#### Recorded data:
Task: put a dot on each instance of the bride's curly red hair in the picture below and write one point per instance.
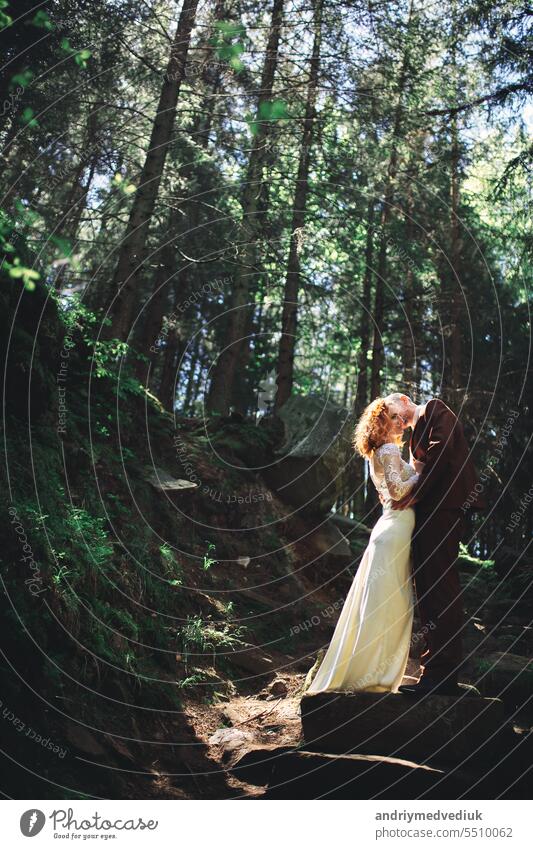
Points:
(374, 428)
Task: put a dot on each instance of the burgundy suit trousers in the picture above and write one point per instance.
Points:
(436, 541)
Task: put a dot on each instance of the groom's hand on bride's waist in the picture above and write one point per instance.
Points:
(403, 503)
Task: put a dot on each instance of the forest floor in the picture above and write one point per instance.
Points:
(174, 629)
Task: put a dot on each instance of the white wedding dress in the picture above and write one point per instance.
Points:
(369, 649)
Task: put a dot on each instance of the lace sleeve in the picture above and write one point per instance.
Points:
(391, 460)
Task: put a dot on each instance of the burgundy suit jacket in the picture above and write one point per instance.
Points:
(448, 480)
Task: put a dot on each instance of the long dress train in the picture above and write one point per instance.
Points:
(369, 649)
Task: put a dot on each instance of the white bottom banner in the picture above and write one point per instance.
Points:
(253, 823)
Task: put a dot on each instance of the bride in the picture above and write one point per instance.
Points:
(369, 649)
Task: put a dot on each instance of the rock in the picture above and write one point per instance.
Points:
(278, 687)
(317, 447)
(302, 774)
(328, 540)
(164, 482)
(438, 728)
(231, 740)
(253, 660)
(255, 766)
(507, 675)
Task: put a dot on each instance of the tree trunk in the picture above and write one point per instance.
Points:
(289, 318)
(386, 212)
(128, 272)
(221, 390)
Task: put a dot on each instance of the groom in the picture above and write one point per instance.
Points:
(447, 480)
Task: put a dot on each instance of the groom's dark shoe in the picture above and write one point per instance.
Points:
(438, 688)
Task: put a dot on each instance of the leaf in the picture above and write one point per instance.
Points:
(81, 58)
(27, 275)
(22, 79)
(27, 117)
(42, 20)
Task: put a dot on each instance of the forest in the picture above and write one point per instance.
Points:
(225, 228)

#### Goal of the exercise:
Word for word, repeat each line of the records, and leave every image out.

#### Written answer:
Task: put a dot on each instance of the bride's curly red hair in the picture below and write one point per instance.
Points:
(374, 428)
Task: put a dot on each instance of the burgundy suit trousers in the picture above and write one point per instance.
Points:
(436, 541)
Task: put a dot on each instance of the groom's hand on bride's waist in the picture above and write one point per instance.
Points:
(403, 503)
Task: put a dot on each instance of the forest floor in the picture above and write one point per instance.
Points:
(174, 629)
Task: put a dot on each instance of the white wedding dress in the picture above and write one point per instance.
Points:
(369, 649)
Task: put a dot on each instance of the lace sleeve in the picture above and write one point per instance.
Points:
(391, 460)
Task: put a dot on each instance of the burgundy suit jacket in the picture above and write one point per instance.
Points:
(448, 480)
Task: put a dot on each instance of the long dress train in the picture above and write one point per instance.
Points:
(369, 649)
Task: put a dot on each instance of the white bottom banner in the picture above and write one point per instance.
Points:
(253, 823)
Task: put a dot on each instance of the bride in the picture above and write one point per instance.
Points:
(369, 649)
Task: put a dot on each instance of the rock in the picture above and write one point per instance.
Points:
(278, 687)
(317, 447)
(302, 774)
(328, 540)
(164, 482)
(438, 728)
(231, 740)
(253, 660)
(255, 766)
(507, 675)
Task: put a dot on each instance of the tree trunk in the picture above and write one point per instance.
Points:
(289, 318)
(386, 212)
(128, 272)
(221, 390)
Task: put a dot on each instance of the groom in the picture above and write one point per instance.
Points:
(447, 480)
Task: put a dot on each instance of the groom's dark shoe in the picture above and write one point per instance.
Points:
(438, 688)
Task: put a dot on each instance of the leaf in the picture above and write one point per instance.
Points:
(81, 58)
(27, 275)
(22, 79)
(27, 117)
(42, 20)
Task: put a dot on each instance of the forest in the picture above and write one point per instance.
Points:
(225, 228)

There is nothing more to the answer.